--- Texto de leitura ---
Desde a primeira temporada que conhecemos a atitude de Hank em relação a
viciados e traficantes. Um marginal morrer pelo bem maior não seria nada
demais. É verdade que Gomez, também policial, mostra alguma preocupação. Mas não
é ele quem está com o orgulho ferido. Jesse enganou, roubou, matou, fabricou e
vendeu drogas com a ajuda do cunhado de Hank. Por que ele se importaria?
O
mesmo vale para Skyler. Ela, que não viu outra escolha a não ser ficar ao lado
do marido, talvez tenha vendido a alma ao diabo em definitivo quando participou
da confissão gravada de Walt, como mostra sua perturbação no episódio anterior.
Sugerir que Jesse deva ser morto soa lamentavelmente até previsível. Afinal,
depois de tudo, o que é mais um? Será curioso acompanhar o que fãs e detratores
da personagem têm a dizer sobre isto, porque no fim das contas trata-se de mais
uma reação de Skyler pelo seu ponto de vista que é bem diferente do nosso:
sabemos tanto sobre Jesse, tudo que ele fez e sofreu, que talvez alguns
esqueçam que pra ela trata-se apenas de um viciado em drogas que arrombou sua
casa e quase a incendiou, colocando a vida de seus filhos em risco – e considerar
a possibilidade de Jesse voltar atrás e continuar com o plano soa absolutamente
natural.
A sugestão de Skyler certamente faz mais
efeito do que quando feita por Saul, mas Walt só toma a decisão após a ameaça
final de Jesse. Aqui está o momento mais questionável do episódio, quando Jesse,
no local de encontro, se assusta com a presença de um homem que, no fim, é
apenas alguém esperando pela filha pequena. Aparentemente, maquinação das mais
vagabundas, que serve também para reforçar que Walt realmente estava sozinho. Mas
é possível ver algum propósito: a sequência poderia ser facilmente resolvida de
outra forma (como Jesse se drogar minutos antes e sua paranoia ser o suficiente
pra espantá-lo), mas os roteiristas gostam de situações que flertam com o
acaso. Não à toa o comentário anterior de Jesse sobre Walt ter, além de inteligência, sorte, ou que o homem que o assusta seja parecido com Mike, e que esteja
esperando uma garotinha parecida com sua neta. Certamente incomoda muitos fãs
quando o “absurdo” está presente numa trama tão calcada na verossimilhança. No
meu caso, só não gosto por não ser mais criativo.

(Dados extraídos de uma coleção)

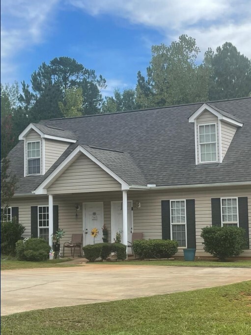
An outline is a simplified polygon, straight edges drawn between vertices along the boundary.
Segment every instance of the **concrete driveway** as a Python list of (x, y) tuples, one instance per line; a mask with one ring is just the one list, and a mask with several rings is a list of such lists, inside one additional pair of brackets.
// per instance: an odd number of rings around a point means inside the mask
[(1, 271), (1, 315), (164, 294), (251, 279), (251, 269), (86, 264)]

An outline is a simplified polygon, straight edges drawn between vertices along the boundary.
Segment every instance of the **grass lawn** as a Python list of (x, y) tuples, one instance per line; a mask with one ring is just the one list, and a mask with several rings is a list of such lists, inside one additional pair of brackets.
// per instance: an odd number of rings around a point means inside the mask
[(1, 319), (6, 335), (250, 335), (251, 281)]
[(71, 258), (52, 259), (42, 262), (27, 262), (16, 259), (1, 259), (1, 270), (16, 270), (17, 269), (33, 269), (33, 268), (52, 268), (56, 267), (75, 266), (74, 265), (64, 264), (71, 260)]
[[(92, 263), (92, 264), (96, 264)], [(251, 260), (236, 260), (220, 262), (218, 260), (195, 260), (190, 262), (184, 260), (135, 260), (128, 262), (103, 262), (98, 264), (119, 265), (164, 265), (166, 266), (204, 266), (206, 267), (251, 268)]]

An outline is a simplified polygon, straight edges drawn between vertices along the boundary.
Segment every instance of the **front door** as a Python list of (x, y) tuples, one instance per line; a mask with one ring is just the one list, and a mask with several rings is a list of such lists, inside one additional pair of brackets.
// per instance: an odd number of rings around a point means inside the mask
[(103, 242), (102, 226), (104, 224), (103, 202), (85, 202), (83, 203), (84, 245), (93, 244), (91, 229), (97, 228), (99, 231), (95, 239), (95, 243)]
[[(133, 201), (127, 201), (127, 234), (128, 242), (132, 242), (133, 233)], [(112, 202), (112, 242), (116, 237), (116, 234), (121, 234), (123, 243), (123, 204), (122, 201)]]

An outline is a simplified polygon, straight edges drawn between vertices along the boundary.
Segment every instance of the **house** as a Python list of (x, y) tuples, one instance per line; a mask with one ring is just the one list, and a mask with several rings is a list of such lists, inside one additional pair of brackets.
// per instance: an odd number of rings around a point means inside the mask
[[(243, 227), (251, 256), (251, 98), (29, 124), (9, 154), (19, 178), (4, 220), (52, 244), (58, 227), (109, 239), (133, 231), (207, 255), (210, 225)], [(248, 243), (248, 241), (249, 243)]]

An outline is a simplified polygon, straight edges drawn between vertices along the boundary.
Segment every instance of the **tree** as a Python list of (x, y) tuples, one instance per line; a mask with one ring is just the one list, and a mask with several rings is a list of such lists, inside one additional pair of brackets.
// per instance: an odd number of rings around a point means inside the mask
[(135, 91), (132, 88), (124, 89), (122, 92), (118, 88), (115, 88), (113, 96), (105, 97), (102, 112), (113, 113), (137, 109), (135, 94)]
[(9, 160), (3, 158), (1, 162), (1, 208), (9, 207), (17, 181), (16, 176), (10, 171)]
[(199, 52), (186, 35), (169, 46), (153, 46), (147, 79), (138, 73), (136, 103), (146, 108), (207, 100), (210, 68), (205, 62), (196, 65)]
[(83, 110), (83, 94), (81, 87), (66, 88), (64, 102), (58, 102), (59, 109), (65, 117), (81, 116)]
[(232, 43), (218, 47), (212, 58), (210, 100), (248, 96), (251, 93), (251, 61)]

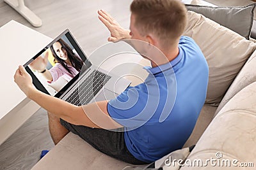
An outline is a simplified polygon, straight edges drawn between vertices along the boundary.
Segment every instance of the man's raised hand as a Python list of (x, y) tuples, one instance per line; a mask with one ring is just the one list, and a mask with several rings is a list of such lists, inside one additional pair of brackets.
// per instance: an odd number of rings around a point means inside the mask
[(122, 39), (131, 38), (130, 31), (122, 27), (106, 11), (100, 10), (98, 11), (99, 18), (110, 31), (109, 41), (116, 41)]

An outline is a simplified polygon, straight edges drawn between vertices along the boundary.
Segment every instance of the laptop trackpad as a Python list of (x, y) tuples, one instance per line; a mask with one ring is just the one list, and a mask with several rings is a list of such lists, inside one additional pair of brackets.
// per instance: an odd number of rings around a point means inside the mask
[(117, 97), (118, 94), (106, 89), (103, 89), (95, 97), (95, 101), (109, 101)]

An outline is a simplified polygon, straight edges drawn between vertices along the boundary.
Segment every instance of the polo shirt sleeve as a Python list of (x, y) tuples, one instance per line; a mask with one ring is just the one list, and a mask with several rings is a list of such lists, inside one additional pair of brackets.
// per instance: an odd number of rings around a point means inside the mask
[(143, 112), (147, 101), (145, 85), (128, 87), (116, 98), (108, 103), (108, 111), (110, 117), (124, 127), (140, 126), (147, 120)]

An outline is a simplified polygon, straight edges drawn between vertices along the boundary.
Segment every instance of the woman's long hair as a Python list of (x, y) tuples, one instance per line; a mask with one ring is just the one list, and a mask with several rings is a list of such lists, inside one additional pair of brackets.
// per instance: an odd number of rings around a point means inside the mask
[[(72, 64), (72, 66), (74, 67), (77, 71), (80, 71), (81, 69), (82, 69), (83, 64), (83, 62), (82, 61), (80, 58), (79, 58), (76, 55), (75, 53), (73, 52), (71, 48), (69, 46), (68, 44), (66, 43), (61, 38), (60, 38), (59, 40), (58, 40), (56, 42), (59, 42), (61, 45), (62, 48), (64, 48), (64, 49), (66, 50), (67, 53), (68, 55), (68, 58), (70, 60), (70, 62)], [(54, 62), (57, 63), (59, 62), (60, 63), (62, 66), (64, 67), (67, 69), (67, 71), (68, 71), (69, 73), (71, 74), (72, 73), (69, 70), (69, 69), (67, 67), (67, 66), (65, 64), (65, 62), (64, 60), (61, 59), (60, 58), (57, 54), (55, 53), (54, 49), (53, 48), (53, 45), (51, 46), (50, 47), (51, 51), (52, 53), (53, 57), (54, 57)]]

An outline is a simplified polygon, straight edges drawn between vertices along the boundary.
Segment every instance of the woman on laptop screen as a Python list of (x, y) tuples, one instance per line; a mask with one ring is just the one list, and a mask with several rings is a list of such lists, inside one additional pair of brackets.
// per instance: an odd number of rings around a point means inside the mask
[(40, 73), (48, 82), (54, 82), (61, 76), (69, 81), (80, 72), (83, 66), (82, 60), (62, 39), (54, 43), (50, 49), (55, 64), (51, 69), (46, 68), (49, 52), (45, 53), (44, 58), (39, 56), (29, 64), (31, 69)]

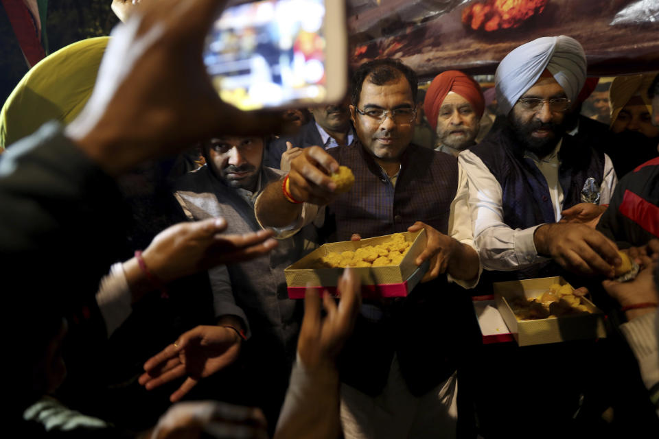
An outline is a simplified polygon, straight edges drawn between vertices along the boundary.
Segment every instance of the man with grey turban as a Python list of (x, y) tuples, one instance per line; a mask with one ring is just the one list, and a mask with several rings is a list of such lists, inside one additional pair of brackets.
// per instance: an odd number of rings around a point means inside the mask
[[(556, 275), (580, 287), (582, 281), (566, 270), (612, 277), (621, 263), (614, 243), (579, 224), (601, 214), (599, 204), (609, 202), (617, 182), (610, 160), (584, 142), (585, 137), (566, 129), (566, 115), (586, 73), (583, 49), (564, 36), (520, 46), (497, 68), (495, 88), (506, 123), (458, 157), (465, 176), (459, 193), (468, 195), (466, 203), (455, 205), (469, 210), (485, 269), (481, 290), (492, 281)], [(583, 370), (595, 369), (595, 348), (557, 345), (482, 359), (493, 365), (490, 376), (497, 377), (497, 383), (478, 384), (478, 416), (494, 429), (492, 437), (511, 437), (513, 424), (525, 436), (564, 436), (573, 431), (579, 401), (597, 400), (590, 399), (592, 383), (577, 380), (573, 369), (565, 367), (569, 358)], [(538, 364), (551, 372), (538, 375)], [(530, 394), (528, 386), (539, 377), (548, 390)], [(539, 425), (541, 432), (528, 429)]]
[(614, 244), (583, 224), (556, 224), (597, 217), (616, 182), (608, 157), (579, 141), (583, 137), (565, 135), (565, 116), (586, 69), (581, 45), (565, 36), (520, 46), (496, 69), (506, 126), (459, 158), (474, 241), (490, 270), (484, 278), (542, 277), (563, 269), (613, 274)]

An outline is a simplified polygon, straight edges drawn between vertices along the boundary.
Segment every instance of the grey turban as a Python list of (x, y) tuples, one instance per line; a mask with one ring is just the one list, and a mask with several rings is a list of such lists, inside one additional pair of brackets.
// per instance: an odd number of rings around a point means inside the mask
[(540, 78), (546, 69), (575, 102), (586, 81), (586, 53), (569, 36), (544, 36), (506, 55), (494, 75), (496, 99), (505, 115)]

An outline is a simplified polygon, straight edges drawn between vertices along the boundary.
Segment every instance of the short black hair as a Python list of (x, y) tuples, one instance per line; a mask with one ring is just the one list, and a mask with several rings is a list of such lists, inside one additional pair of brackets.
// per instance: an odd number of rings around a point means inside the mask
[(652, 84), (647, 89), (647, 97), (650, 99), (654, 99), (655, 96), (659, 96), (659, 73), (652, 80)]
[(362, 85), (367, 79), (375, 85), (384, 85), (404, 76), (412, 90), (412, 99), (417, 102), (417, 91), (419, 80), (413, 70), (399, 61), (391, 58), (373, 60), (365, 62), (355, 71), (352, 75), (352, 105), (356, 108)]

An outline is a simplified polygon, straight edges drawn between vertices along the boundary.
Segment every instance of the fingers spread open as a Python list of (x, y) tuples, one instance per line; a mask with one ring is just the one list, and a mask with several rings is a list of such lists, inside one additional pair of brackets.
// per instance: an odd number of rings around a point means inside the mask
[(584, 236), (584, 239), (608, 263), (618, 265), (622, 262), (618, 254), (618, 246), (599, 232), (590, 230)]
[(185, 365), (179, 364), (173, 369), (170, 369), (158, 377), (153, 377), (152, 379), (146, 383), (144, 387), (147, 390), (150, 390), (184, 376), (185, 376)]
[(197, 383), (199, 381), (194, 378), (188, 377), (187, 379), (183, 381), (183, 383), (181, 385), (181, 387), (176, 390), (176, 392), (172, 394), (170, 396), (170, 401), (172, 403), (176, 403), (178, 401), (180, 401), (181, 398), (185, 396), (188, 392), (192, 390), (195, 385), (197, 385)]
[(144, 363), (143, 368), (145, 370), (149, 372), (161, 367), (164, 367), (170, 359), (172, 358), (178, 359), (178, 349), (174, 344), (172, 344), (147, 360), (147, 361)]

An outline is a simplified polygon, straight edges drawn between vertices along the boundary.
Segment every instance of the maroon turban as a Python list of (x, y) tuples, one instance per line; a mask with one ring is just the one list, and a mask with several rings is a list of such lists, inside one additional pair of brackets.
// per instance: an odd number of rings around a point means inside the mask
[(433, 131), (437, 127), (439, 108), (450, 91), (467, 99), (474, 107), (478, 119), (483, 117), (485, 104), (481, 86), (471, 76), (458, 70), (449, 70), (435, 76), (426, 93), (424, 109)]

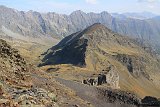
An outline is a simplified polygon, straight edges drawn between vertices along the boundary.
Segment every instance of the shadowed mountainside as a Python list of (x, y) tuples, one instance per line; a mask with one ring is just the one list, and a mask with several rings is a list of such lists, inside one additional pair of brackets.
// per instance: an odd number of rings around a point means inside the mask
[(55, 64), (72, 64), (88, 72), (105, 72), (115, 88), (120, 86), (120, 89), (133, 91), (141, 97), (160, 96), (159, 61), (152, 50), (101, 24), (64, 38), (43, 54), (39, 66)]
[(152, 43), (159, 44), (160, 40), (160, 21), (158, 18), (121, 19), (112, 17), (105, 11), (84, 13), (78, 10), (70, 15), (64, 15), (54, 12), (23, 12), (0, 6), (0, 20), (0, 32), (3, 36), (34, 42), (44, 39), (51, 40), (52, 37), (61, 39), (94, 23), (101, 23), (117, 33), (141, 38)]

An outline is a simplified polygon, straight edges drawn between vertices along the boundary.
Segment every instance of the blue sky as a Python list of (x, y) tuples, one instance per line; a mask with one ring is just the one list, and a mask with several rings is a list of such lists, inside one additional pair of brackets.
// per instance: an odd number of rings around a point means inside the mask
[(17, 10), (38, 12), (57, 12), (70, 14), (75, 10), (84, 12), (152, 12), (160, 14), (160, 0), (0, 0)]

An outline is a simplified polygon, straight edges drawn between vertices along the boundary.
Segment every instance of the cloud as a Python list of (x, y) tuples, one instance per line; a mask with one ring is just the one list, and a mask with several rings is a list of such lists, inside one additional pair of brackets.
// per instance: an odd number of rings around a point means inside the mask
[(97, 4), (97, 0), (85, 0), (88, 4)]

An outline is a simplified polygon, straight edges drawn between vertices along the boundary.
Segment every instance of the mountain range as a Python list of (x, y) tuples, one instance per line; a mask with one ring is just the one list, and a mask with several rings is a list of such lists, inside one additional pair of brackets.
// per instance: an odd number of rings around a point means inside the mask
[[(129, 90), (141, 98), (147, 95), (160, 96), (159, 60), (151, 49), (133, 38), (114, 33), (100, 23), (62, 39), (43, 54), (39, 66), (60, 64), (83, 68), (73, 69), (75, 75), (80, 72), (76, 81), (88, 73), (94, 76), (104, 73), (109, 87)], [(83, 72), (84, 69), (87, 73)], [(61, 75), (67, 75), (71, 70), (66, 69), (65, 74)], [(91, 77), (88, 75), (88, 78)]]
[[(74, 11), (70, 15), (54, 12), (18, 11), (0, 6), (1, 35), (23, 40), (62, 39), (94, 23), (101, 23), (114, 32), (134, 38), (140, 38), (159, 45), (160, 18), (137, 19), (133, 17), (117, 18), (104, 11), (85, 13)], [(37, 40), (35, 40), (37, 42)], [(34, 41), (34, 42), (35, 42)]]

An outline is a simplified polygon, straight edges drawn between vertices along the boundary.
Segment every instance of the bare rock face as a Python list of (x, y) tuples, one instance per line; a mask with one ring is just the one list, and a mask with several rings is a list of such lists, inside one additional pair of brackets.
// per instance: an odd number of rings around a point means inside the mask
[(11, 48), (3, 40), (0, 40), (0, 68), (0, 78), (3, 81), (22, 86), (28, 86), (31, 83), (28, 81), (29, 76), (26, 75), (31, 71), (29, 65), (16, 49)]
[(136, 90), (142, 94), (140, 90), (145, 92), (147, 88), (145, 83), (156, 87), (150, 87), (146, 93), (152, 89), (158, 93), (159, 61), (144, 47), (145, 44), (96, 23), (48, 49), (39, 66), (72, 64), (92, 72), (102, 72), (112, 88)]
[(70, 15), (63, 15), (54, 12), (23, 12), (0, 6), (0, 20), (0, 32), (17, 39), (63, 38), (94, 23), (101, 23), (120, 34), (143, 38), (152, 43), (159, 43), (160, 39), (158, 17), (145, 20), (127, 17), (120, 19), (112, 17), (106, 11), (101, 13), (75, 11)]

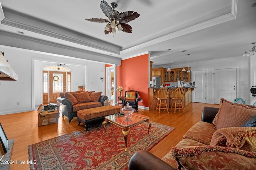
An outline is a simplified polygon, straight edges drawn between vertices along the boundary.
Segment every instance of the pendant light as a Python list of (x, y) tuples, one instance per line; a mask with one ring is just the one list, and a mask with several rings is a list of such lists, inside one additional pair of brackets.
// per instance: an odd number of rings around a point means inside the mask
[[(186, 50), (184, 50), (184, 51), (183, 51), (184, 52), (185, 52), (185, 51), (186, 51)], [(183, 69), (182, 69), (182, 71), (186, 71), (186, 69), (185, 69), (185, 68), (184, 68), (184, 54), (185, 53), (183, 53)]]
[[(190, 55), (190, 54), (188, 54), (187, 55), (188, 56)], [(190, 72), (190, 70), (189, 70), (189, 57), (188, 56), (188, 71), (187, 71), (187, 72)]]
[(171, 71), (171, 69), (170, 68), (170, 54), (169, 54), (169, 66), (167, 68), (167, 71)]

--- Exercício breve 1 ---
Liste, na ordem em que aparecem pela primeira vez, todos os nomes de personagens mencionados na resenha do episódio.
--- Exercício breve 2 ---
Reproduza o trecho da resenha do episódio que vai de "Desde a primeira" a "no episódio anterior.".
Os itens constituem material à parte, independente da resenha do episódio.

--- Resposta escrita 1 ---
Hank, Gomez, Jesse, Skyler, Walt, Saul, Mike

--- Resposta escrita 2 ---
Desde a primeira temporada que conhecemos a atitude de Hank em relação a
viciados e traficantes. Um marginal morrer pelo bem maior não seria nada
demais. É verdade que Gomez, também policial, mostra alguma preocupação. Mas não
é ele quem está com o orgulho ferido. Jesse enganou, roubou, matou, fabricou e
vendeu drogas com a ajuda do cunhado de Hank. Por que ele se importaria?
O
mesmo vale para Skyler. Ela, que não viu outra escolha a não ser ficar ao lado
do marido, talvez tenha vendido a alma ao diabo em definitivo quando participou
da confissão gravada de Walt, como mostra sua perturbação no episódio anterior.